▸ **Instruction**: Pick out each line in the material below that contains the word "grate".

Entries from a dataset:
····················

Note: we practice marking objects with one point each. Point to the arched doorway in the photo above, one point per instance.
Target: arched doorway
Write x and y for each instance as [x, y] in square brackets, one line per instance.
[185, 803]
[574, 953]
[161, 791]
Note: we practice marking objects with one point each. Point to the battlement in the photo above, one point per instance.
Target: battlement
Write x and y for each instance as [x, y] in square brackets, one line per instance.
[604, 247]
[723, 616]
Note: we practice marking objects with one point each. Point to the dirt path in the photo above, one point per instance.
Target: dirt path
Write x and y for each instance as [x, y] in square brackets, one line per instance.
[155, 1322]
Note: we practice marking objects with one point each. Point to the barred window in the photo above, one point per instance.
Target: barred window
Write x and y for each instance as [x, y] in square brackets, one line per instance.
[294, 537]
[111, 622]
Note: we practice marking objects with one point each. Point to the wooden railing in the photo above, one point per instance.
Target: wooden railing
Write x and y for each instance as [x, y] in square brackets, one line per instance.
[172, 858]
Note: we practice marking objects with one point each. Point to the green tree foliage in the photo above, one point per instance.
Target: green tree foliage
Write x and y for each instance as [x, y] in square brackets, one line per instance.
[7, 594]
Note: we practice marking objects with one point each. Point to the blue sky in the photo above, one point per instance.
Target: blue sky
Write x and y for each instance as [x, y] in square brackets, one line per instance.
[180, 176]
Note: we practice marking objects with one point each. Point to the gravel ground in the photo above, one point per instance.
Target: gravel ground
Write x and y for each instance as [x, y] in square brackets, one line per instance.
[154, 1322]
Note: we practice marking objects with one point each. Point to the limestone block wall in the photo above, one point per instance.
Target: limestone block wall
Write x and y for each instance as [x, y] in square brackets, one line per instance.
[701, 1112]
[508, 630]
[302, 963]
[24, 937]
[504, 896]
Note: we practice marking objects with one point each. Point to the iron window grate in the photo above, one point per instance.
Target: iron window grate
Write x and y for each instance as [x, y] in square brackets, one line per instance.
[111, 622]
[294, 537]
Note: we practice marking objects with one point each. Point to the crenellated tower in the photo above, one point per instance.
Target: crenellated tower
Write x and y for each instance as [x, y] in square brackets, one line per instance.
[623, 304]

····················

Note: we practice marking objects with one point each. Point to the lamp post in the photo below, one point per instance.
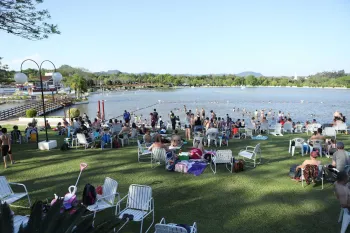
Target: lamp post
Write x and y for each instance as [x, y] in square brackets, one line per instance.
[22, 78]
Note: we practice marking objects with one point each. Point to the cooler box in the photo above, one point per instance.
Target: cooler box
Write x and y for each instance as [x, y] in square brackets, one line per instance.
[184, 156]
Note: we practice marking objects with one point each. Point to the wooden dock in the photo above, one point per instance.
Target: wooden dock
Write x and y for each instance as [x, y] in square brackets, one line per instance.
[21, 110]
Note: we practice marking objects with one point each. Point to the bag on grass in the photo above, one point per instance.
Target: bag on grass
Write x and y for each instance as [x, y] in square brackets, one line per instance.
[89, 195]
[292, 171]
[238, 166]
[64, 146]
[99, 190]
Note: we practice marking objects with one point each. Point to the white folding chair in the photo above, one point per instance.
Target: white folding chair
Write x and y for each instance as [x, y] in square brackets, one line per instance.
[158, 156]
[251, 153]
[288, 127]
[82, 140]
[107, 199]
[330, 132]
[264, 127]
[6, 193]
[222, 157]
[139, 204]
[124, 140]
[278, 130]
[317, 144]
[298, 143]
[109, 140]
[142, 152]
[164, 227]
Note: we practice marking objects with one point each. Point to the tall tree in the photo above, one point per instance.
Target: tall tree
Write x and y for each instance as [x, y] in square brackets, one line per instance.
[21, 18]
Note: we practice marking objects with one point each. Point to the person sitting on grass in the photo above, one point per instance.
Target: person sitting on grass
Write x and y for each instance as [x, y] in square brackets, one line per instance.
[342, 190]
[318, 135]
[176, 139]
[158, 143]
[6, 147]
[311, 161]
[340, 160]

····················

▸ **Output below**:
Note: we practice marking objects with one point each. Point to the iron window grate in the photo above, one point per instance.
Target: iron window grate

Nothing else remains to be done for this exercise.